[DOCUMENT]

Then (4.10) has a unique solution.

Proof

Set

$$ A_1=\{x\in X:\, \alpha (x)\le 0\} $$

and

$$ A_2=\{x\in X:\, \alpha (x)\ge 0\}. $$

From (ii), the set \(A_1\) is nonempty (since \(x_0\in A_1\)). From (iii), we have \(TA_1\subseteq A_2\) and \(TA_2\subseteq A_1\). Moreover, since \(\alpha \) is lower semi-continuous, then \(A_1\) is a closed subset of X. Now, from (iv), for every pair of elements \((x,y)\in A_1\times A_2\), we have

$$ d(Tx,Ty)\le \varphi (d(x,y)). $$

Applying Theorem 4.4, we obtain the existence of a unique solution to (4.10).

[PROBLEM 1]
Reproduce the proof from "From (ii), the" to "solution to (4.10).", inclusive, substituting "upper semi-continuous" for "lower semi-continuous".
[PROBLEM 2]
Collect every line of the rows that contains the string "river". Matching is case-sensitive.

[Detection annotation records]
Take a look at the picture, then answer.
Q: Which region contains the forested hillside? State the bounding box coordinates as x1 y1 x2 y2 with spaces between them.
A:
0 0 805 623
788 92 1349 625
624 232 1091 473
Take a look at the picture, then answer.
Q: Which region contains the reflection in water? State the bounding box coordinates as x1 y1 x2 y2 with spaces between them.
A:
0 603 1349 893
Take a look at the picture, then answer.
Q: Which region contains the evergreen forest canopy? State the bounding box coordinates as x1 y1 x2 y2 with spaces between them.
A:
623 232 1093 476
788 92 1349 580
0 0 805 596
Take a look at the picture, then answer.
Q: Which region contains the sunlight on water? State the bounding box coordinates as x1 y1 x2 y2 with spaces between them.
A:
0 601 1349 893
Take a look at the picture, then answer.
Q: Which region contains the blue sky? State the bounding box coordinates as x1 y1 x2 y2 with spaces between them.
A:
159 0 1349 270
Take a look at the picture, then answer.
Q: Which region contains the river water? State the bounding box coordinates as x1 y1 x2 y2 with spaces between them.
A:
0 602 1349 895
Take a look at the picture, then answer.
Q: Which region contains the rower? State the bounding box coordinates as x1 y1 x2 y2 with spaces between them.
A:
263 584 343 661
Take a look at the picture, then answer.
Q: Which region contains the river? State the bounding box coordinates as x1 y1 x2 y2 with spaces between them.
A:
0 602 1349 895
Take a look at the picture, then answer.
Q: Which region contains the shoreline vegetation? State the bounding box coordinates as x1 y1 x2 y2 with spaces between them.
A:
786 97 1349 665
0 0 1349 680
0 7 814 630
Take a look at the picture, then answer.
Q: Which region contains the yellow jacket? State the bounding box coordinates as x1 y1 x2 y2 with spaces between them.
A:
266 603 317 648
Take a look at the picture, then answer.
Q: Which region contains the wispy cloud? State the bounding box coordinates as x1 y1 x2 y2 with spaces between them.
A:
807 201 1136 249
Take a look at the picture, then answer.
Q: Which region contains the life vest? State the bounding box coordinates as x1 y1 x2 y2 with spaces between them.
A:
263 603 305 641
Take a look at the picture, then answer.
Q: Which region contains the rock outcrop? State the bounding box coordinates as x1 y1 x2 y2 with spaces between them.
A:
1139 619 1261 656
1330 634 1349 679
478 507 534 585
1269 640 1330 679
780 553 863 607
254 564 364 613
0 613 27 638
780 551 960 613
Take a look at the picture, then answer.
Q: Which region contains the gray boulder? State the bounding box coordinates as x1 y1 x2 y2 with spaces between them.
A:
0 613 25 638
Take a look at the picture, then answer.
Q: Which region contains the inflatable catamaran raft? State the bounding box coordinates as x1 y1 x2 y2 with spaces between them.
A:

[WORKED SOLUTION 1]
From (ii), the set \(A_1\) is nonempty (since \(x_0\in A_1\)). From (iii), we have \(TA_1\subseteq A_2\) and \(TA_2\subseteq A_1\). Moreover, since \(\alpha \) is upper semi-continuous, then \(A_1\) is a closed subset of X. Now, from (iv), for every pair of elements \((x,y)\in A_1\times A_2\), we have

$$ d(Tx,Ty)\le \varphi (d(x,y)). $$

Applying Theorem 4.4, we obtain the existence of a unique solution to (4.10).

[WORKED SOLUTION 2]
Q: Which region contains the river water? State the bounding box coordinates as x1 y1 x2 y2 with spaces between them.
Q: Which region contains the river? State the bounding box coordinates as x1 y1 x2 y2 with spaces between them.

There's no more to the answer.